▸ **Brano fornito**:
★ ★ ★

Il 1° maggio è lotta di classe!

Il Primo Maggio deve essere l’occasione per celebrare i lavoratori e le loro lotte in tutto il mondo e, mai come oggi, questo appuntamento deve ricoprire un ruolo di primo piano per importanza e urgenza, di fronte ad una crisi strutturale e sistemica della società capitalistica. In un contesto sociale e politico come quello odierno diviene quindi necessario ed inevitabile unire sfruttati e oppressi per organizzare un vero cambiamento!
I suicidi di lavoratori e le morti bianche, le lotte nei luoghi di lavoro contro i licenziamenti, le delocalizzazioni, lo smantellamento dei diritti, la distruzione dei salari e le pratiche antisindacali e discriminatorie di padroni grandi e piccoli sono il segnale di come questa società abbia fatto il suo corso e sia sempre più urgente la necessità di un progetto di un sistema nuovo e migliore, non più sottomesso al dio denaro e al profitto privato di pochi privilegiati ma realmente fondato sui lavoratori e sul popolo.

★ ★ ★

Le affermazioni 1., 2. e 3. concordano con il testo sul Primo Maggio? Per ciascuna rispondi sì o no e cita alla lettera le parole del testo che decidono la risposta.
1. Il testo invita a unire sfruttati e oppressi.
2. Secondo il testo, la crisi della società capitalistica è soltanto passeggera.
3. Il testo auspica un sistema fondato sul profitto privato.
Le righe provengono da un'altra fonte.

▸ **Dati di origine**:
★ ★ ★

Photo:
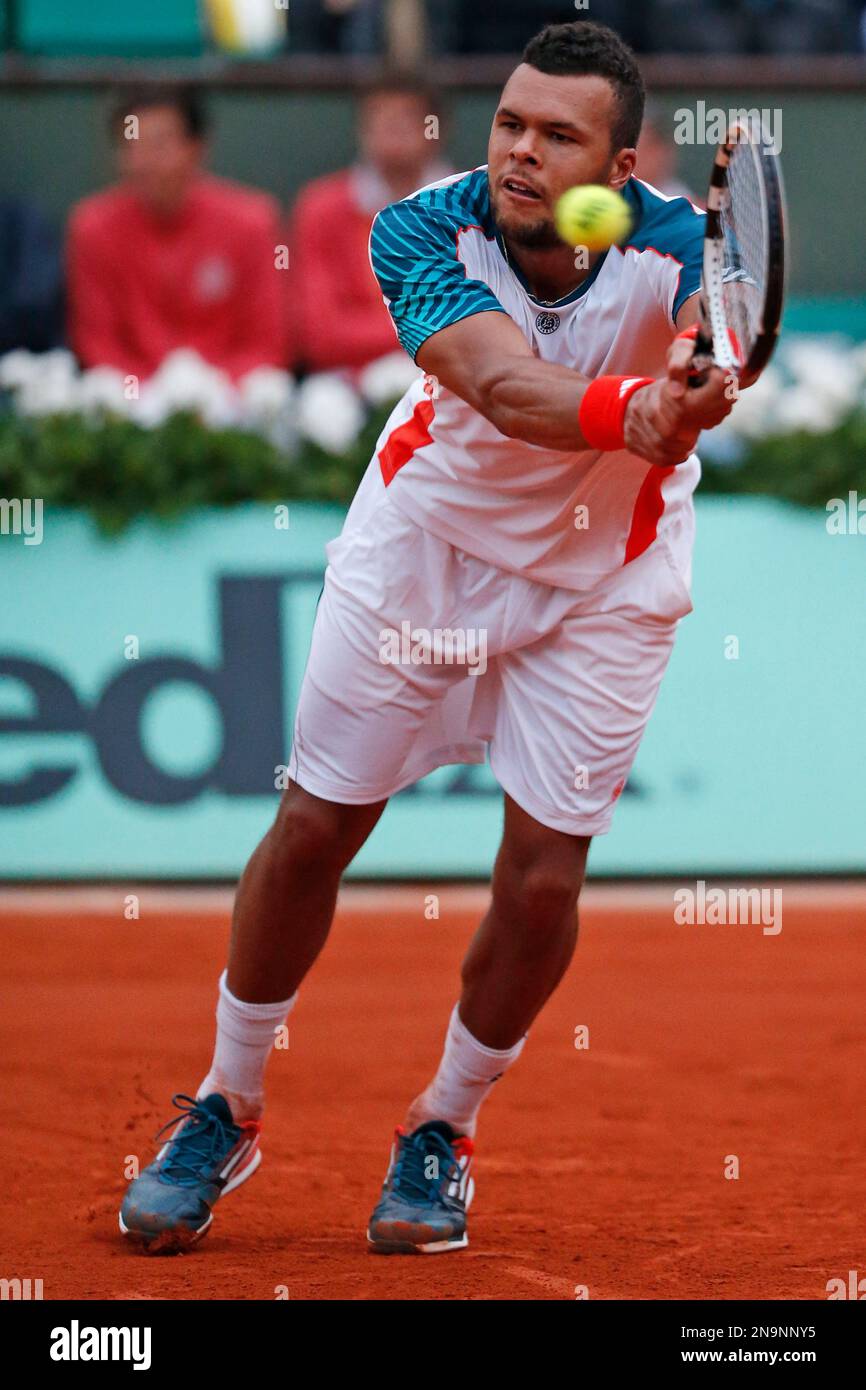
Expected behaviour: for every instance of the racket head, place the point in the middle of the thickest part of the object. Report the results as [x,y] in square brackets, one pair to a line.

★ ★ ★

▸ **Risposta**:
1. Sì: «unire sfruttati e oppressi per organizzare un vero cambiamento»
2. No: «una crisi strutturale e sistemica della società capitalistica»
3. No: «non più sottomesso al dio denaro e al profitto privato di pochi privilegiati ma realmente fondato sui lavoratori e sul popolo»